◆ **Given instruction 1**: Please reproduce the Bluetooth card post starting at "Hi all. I don't" and ending at "PCMCIA card, free.", swapping "booth" for "stall" wherever it occurs.
◆ **Given instruction 2**:
Answer these from the Bluetooth card post:
(a) What model number is given for the Acer Bluetooth card in the title?
(b) In what city was the poster walking around electronics malls?
(c) Which laptop is currently set up as the poster's wireless router?
** START Source extract **
Acer Bluetooth PC card (BT-100); can it work?
Hi all. I don't know whether to put this in Hardware or Networking, since it's sort of both.
I was walking around one of the many electronics malls here in Shenzhen, when I came across this booth. At said booth I purchased an OEM Intel ipw2195 miniPCI card, which is great because the PCMCIA slots on my lappie are going, going, gone... Ok, the're not really gone, just unreliable, and I can't really afford a new laptop just yet. Among other things I also bought a replacement keyboard to a Toshiba Satellite 1005 that's currently set up as my wireless router. Well, the guy must have been feeling generous, or really wanted to get rid of this thing, but long story short, he just gave me an Acer Bluetooth PCMCIA card, free.
** END Source extract **
** START Dataset extract **
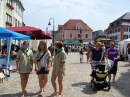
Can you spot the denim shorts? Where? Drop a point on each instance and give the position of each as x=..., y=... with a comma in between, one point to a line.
x=42, y=71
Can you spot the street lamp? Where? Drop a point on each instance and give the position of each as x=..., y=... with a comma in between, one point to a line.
x=80, y=35
x=53, y=29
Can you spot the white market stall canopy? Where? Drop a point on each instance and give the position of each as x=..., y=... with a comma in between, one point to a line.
x=9, y=35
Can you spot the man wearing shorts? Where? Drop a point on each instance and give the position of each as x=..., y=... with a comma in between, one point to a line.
x=113, y=54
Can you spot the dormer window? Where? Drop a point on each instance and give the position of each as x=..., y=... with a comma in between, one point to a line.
x=78, y=26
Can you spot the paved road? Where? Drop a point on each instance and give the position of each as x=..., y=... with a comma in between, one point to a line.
** END Dataset extract **
◆ **Exercise solution 1**:
Hi all. I don't know whether to put this in Hardware or Networking, since it's sort of both.
I was walking around one of the many electronics malls here in Shenzhen, when I came across this stall. At said stall I purchased an OEM Intel ipw2195 miniPCI card, which is great because the PCMCIA slots on my lappie are going, going, gone... Ok, the're not really gone, just unreliable, and I can't really afford a new laptop just yet. Among other things I also bought a replacement keyboard to a Toshiba Satellite 1005 that's currently set up as my wireless router. Well, the guy must have been feeling generous, or really wanted to get rid of this thing, but long story short, he just gave me an Acer Bluetooth PCMCIA card, free.

◆ **Exercise solution 2**:
(a) BT-100
(b) Shenzhen
(c) A Toshiba Satellite 1005